-- Directions --
Write out all the entries word for word and omit any pictures.
⟨
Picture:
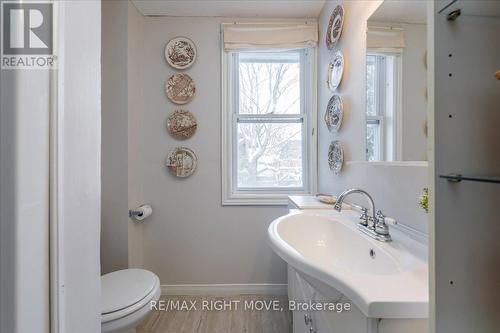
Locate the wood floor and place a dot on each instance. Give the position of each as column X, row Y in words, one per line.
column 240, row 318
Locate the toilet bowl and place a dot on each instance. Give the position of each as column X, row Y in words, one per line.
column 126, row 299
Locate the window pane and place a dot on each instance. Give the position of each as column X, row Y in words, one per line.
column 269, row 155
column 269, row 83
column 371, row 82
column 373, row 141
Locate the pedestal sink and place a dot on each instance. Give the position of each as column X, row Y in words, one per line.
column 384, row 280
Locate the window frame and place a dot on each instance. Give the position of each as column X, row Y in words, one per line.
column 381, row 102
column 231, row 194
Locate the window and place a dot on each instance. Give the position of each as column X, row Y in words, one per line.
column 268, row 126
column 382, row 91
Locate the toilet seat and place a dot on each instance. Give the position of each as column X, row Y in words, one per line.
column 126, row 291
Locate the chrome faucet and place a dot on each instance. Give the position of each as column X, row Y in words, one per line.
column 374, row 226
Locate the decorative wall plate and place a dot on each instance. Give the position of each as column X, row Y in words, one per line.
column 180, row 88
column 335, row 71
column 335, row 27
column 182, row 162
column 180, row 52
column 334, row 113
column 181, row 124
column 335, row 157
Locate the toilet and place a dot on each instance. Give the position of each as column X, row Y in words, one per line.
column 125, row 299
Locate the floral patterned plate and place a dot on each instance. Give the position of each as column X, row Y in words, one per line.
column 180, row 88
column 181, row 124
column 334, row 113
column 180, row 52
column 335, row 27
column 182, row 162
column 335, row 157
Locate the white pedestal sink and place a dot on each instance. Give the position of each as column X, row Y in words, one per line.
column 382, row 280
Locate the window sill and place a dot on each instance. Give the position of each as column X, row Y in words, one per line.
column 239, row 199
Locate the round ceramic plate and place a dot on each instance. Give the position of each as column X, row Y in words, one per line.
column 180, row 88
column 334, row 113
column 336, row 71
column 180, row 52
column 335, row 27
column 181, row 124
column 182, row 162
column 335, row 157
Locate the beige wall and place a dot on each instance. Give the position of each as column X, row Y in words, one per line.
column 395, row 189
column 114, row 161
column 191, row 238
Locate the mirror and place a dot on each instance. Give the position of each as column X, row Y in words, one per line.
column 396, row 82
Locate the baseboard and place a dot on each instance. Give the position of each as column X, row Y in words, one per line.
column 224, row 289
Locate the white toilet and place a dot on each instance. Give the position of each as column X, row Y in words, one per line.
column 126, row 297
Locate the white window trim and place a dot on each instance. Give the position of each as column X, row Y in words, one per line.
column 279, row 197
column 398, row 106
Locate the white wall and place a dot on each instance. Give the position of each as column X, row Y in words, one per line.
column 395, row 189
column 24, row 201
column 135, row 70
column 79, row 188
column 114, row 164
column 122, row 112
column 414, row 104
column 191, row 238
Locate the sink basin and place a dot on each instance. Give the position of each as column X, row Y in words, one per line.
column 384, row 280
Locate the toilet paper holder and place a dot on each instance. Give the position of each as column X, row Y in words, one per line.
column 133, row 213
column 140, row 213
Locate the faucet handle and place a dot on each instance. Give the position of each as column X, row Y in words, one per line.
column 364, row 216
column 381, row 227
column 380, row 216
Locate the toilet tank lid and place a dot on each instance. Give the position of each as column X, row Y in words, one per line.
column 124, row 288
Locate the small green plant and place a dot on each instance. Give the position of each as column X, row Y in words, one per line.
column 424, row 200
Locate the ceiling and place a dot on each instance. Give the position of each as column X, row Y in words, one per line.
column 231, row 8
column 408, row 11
⟩
-- Response below --
Picture:
Locate the wood floor and place a dot on each instance. Give the position of each as column X, row Y in words, one per line.
column 240, row 318
Locate the toilet bowl and place a dot on each instance. Give the position of each as column X, row Y in words, one per line.
column 126, row 299
Locate the window pane and place a dot on each instance. Give the position of each as column X, row Y in words, one per line.
column 269, row 155
column 269, row 83
column 371, row 82
column 373, row 141
Locate the pedestal sink and place a dot on each instance. Give the position of each as column X, row Y in words, one per line.
column 384, row 280
Locate the window frame and place a dot on each instance. Give the position of each as column X, row Y in words, one per line.
column 381, row 102
column 231, row 194
Locate the window and place a dot on each instance. Give the position of each as column X, row Y in words, one per line.
column 268, row 126
column 382, row 91
Locate the toilet seat and place a dot on each instance. Give the position of each as column X, row Y in words, one per line.
column 126, row 291
Locate the chrome faucet and place a dot on each instance. Give the position of each as column X, row Y in words, one per line.
column 374, row 226
Locate the decorative wall plate and place a dot on each instance. Give the position of each as column X, row Y in words, one per line.
column 180, row 88
column 335, row 71
column 335, row 27
column 182, row 162
column 180, row 52
column 334, row 113
column 181, row 124
column 335, row 157
Locate the toilet and place a dot on each instance. Give the position of each as column X, row Y in words, one per line.
column 125, row 299
Locate the floral patterned plate and place a dot on each instance. Give the position of each as column X, row Y in words, one per line.
column 180, row 88
column 181, row 124
column 334, row 113
column 180, row 52
column 335, row 27
column 182, row 162
column 335, row 157
Locate the white pedestal sink and place a dot on each instance. Give the position of each as column X, row Y in words, one per line.
column 382, row 280
Locate the window sill and place a dot on each instance. Give the position of each as column X, row Y in words, one per line.
column 239, row 199
Locate the round ceramic plate and place a dot on each instance. Give the position of each as column X, row Y in words, one per line.
column 180, row 88
column 334, row 113
column 336, row 71
column 180, row 52
column 335, row 27
column 181, row 124
column 182, row 162
column 335, row 157
Locate the beige wall and place a dot on each instance. Give the position of each as column X, row Y in words, one per line.
column 395, row 189
column 114, row 161
column 191, row 238
Locate the mirror and place a dot on each instance. Give the position of each as column X, row Y in words, one per line.
column 396, row 82
Locate the baseboard and place a dot on each instance. Give the position of each as column X, row Y in words, one per line.
column 224, row 289
Locate the white toilet and place a dot on each instance. Give the position of each as column X, row Y in words, one per line.
column 126, row 297
Locate the white window trim and place a dot on each instance. Give the position of each as column X, row Y in words, one per line.
column 279, row 197
column 398, row 106
Locate the white wall and place a dot on each instance. Give the position of each as column X, row Y in words, one per line.
column 395, row 189
column 24, row 201
column 135, row 70
column 79, row 188
column 114, row 164
column 122, row 112
column 414, row 104
column 191, row 238
Locate the sink basin and place a dot on each instance. Give the position of each as column X, row Y in words, one per line.
column 384, row 280
Locate the toilet paper holder and place a dot on each instance. Give the position of each as column X, row Y in words, one per line.
column 133, row 213
column 140, row 213
Locate the faucet handle and place a dot on each instance. Give the position of each as column X, row Y in words, one per line.
column 364, row 216
column 381, row 227
column 380, row 216
Locate the toilet tank lid and place a dot on each instance. Give the position of each as column X, row Y in words, one per line.
column 124, row 288
Locate the small green plant and place a dot on each instance. Give the position of each as column X, row Y in words, one per line.
column 424, row 200
Locate the ceiling and place a dot on each instance. Give the position of each as column X, row Y in words, one per line.
column 231, row 8
column 408, row 11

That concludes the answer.